• SET PROBLEM
Exactly the lines from the one containing "Indicate the large white" through the final line of the listing are to be retyped, and nothing more.

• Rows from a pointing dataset

▼

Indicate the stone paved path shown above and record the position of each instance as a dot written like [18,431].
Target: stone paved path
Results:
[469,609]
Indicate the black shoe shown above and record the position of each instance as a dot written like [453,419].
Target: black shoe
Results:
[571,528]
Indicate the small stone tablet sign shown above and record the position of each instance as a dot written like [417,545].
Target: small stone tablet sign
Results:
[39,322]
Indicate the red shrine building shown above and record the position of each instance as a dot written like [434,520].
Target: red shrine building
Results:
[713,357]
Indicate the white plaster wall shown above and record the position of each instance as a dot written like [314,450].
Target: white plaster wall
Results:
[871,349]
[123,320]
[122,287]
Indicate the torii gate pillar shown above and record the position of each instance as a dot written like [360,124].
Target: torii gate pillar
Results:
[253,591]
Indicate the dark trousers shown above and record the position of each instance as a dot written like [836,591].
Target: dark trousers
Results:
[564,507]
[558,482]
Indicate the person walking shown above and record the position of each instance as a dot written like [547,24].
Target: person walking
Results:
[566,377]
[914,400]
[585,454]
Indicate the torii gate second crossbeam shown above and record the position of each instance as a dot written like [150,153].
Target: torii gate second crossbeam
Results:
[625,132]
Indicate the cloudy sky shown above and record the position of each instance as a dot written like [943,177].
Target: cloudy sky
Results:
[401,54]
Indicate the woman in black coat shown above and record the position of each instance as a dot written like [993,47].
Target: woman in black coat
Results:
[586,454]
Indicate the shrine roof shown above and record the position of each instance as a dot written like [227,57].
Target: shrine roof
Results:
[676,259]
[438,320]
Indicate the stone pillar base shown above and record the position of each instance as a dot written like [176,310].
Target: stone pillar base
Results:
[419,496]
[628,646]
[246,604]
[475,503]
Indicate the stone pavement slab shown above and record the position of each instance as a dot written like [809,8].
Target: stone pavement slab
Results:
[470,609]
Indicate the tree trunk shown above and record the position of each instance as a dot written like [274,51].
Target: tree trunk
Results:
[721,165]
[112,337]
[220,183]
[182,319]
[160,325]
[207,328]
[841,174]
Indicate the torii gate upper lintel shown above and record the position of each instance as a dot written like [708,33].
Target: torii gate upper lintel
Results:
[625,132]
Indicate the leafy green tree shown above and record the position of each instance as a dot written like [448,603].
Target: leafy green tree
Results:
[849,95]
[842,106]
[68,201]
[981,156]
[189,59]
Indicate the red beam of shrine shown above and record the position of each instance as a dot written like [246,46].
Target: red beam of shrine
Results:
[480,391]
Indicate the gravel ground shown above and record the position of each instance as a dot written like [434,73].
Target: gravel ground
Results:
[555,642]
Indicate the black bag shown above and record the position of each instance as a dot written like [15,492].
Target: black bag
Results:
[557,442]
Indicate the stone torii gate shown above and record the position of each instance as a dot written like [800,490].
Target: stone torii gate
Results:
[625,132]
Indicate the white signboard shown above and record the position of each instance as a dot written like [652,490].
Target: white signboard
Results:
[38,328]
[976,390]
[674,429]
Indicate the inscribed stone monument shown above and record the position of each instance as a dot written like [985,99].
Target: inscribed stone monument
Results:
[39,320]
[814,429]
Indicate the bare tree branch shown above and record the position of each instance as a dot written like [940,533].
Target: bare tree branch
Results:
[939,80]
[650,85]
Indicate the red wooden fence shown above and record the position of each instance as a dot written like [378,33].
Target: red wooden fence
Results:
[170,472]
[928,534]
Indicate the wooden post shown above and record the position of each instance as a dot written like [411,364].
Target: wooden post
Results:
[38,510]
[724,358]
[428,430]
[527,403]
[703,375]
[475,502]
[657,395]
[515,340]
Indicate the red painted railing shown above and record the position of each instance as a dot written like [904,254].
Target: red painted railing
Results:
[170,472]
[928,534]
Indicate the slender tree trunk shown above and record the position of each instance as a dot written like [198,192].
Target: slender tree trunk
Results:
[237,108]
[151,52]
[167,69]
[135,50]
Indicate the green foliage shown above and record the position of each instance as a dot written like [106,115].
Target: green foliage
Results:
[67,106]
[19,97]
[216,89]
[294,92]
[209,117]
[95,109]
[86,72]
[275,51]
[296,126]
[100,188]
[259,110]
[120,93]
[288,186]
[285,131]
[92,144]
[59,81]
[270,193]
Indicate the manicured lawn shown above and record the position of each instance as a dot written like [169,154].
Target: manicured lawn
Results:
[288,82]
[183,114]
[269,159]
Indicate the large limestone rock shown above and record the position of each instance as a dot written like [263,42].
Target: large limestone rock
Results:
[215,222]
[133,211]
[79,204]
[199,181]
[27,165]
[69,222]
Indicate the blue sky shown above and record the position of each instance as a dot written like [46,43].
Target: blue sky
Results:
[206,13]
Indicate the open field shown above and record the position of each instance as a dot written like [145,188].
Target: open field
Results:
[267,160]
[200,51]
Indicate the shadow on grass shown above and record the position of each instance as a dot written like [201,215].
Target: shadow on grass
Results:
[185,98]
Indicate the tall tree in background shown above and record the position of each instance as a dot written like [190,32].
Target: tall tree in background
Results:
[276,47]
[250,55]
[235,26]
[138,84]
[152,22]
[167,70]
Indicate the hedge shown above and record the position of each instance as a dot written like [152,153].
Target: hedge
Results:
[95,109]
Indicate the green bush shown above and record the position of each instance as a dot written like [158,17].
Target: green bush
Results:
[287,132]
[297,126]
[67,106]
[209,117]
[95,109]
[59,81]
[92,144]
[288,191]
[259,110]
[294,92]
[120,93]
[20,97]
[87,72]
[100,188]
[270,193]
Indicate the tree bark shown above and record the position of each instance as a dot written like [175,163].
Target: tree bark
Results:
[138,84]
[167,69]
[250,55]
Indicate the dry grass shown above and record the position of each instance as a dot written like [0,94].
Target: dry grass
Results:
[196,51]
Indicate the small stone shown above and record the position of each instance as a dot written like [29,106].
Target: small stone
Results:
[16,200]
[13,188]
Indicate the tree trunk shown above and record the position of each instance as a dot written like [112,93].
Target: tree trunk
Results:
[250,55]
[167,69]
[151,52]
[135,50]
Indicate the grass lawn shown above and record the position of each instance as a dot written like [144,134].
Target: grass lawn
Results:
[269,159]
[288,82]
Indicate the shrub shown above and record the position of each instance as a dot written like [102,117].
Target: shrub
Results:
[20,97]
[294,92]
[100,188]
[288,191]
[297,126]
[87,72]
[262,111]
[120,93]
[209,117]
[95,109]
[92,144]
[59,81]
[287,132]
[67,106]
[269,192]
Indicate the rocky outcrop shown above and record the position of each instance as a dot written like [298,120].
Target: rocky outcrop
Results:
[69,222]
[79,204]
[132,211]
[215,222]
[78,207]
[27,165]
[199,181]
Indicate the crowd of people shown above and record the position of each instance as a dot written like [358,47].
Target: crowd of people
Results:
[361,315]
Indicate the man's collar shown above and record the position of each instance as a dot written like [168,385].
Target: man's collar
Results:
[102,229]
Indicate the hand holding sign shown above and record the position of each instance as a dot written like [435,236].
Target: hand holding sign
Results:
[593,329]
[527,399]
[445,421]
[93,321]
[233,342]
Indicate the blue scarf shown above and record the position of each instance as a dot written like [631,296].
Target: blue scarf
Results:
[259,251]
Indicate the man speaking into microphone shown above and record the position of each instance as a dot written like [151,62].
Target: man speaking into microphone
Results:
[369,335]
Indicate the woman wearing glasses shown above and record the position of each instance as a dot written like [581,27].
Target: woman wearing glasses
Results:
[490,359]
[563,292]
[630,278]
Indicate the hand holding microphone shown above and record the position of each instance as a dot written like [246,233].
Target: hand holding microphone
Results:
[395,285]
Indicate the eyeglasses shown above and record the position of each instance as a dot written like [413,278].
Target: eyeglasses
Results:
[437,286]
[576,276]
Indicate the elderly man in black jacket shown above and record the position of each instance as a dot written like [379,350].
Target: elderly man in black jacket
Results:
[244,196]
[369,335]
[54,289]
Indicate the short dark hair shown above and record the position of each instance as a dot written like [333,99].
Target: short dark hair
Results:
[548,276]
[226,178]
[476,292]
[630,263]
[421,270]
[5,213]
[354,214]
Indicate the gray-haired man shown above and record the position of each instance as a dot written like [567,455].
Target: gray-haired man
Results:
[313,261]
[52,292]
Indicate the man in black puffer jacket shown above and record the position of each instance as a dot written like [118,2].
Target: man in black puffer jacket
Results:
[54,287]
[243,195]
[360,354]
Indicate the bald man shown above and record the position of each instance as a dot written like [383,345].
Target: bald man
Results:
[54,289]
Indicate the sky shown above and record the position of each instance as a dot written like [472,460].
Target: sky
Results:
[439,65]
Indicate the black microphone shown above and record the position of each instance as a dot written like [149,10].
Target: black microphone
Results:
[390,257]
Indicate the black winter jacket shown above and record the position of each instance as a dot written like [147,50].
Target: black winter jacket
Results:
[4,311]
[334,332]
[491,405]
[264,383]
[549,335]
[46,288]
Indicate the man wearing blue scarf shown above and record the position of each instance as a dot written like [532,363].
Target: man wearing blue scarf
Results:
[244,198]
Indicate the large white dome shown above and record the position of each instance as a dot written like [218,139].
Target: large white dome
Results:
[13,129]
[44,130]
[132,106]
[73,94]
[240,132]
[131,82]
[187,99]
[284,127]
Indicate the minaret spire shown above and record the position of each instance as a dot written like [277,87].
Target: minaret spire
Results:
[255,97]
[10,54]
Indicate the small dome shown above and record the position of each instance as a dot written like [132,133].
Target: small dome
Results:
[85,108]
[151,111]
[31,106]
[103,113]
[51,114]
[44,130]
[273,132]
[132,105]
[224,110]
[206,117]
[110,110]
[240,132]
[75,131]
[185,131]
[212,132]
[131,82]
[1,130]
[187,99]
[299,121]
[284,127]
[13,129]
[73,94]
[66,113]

▲

• THE COMPLETED TASK
Indicate the large white dome shown above and record the position of each instance as a dot written like [218,139].
Target: large white dome
Results:
[13,129]
[44,130]
[132,106]
[73,94]
[240,132]
[131,82]
[187,99]
[284,127]
Indicate the minaret spire shown above and record the position of each instance as a dot written like [277,87].
Target: minaret spire
Results:
[255,97]
[10,54]
Indicate the small dome shown above and record the position of each instance as a dot written like [132,133].
Target: small dome
Results:
[85,108]
[151,111]
[31,106]
[103,113]
[51,114]
[44,130]
[273,132]
[132,105]
[224,110]
[206,117]
[110,110]
[240,132]
[75,131]
[185,131]
[212,132]
[131,82]
[1,130]
[187,99]
[299,121]
[284,127]
[13,129]
[73,94]
[66,113]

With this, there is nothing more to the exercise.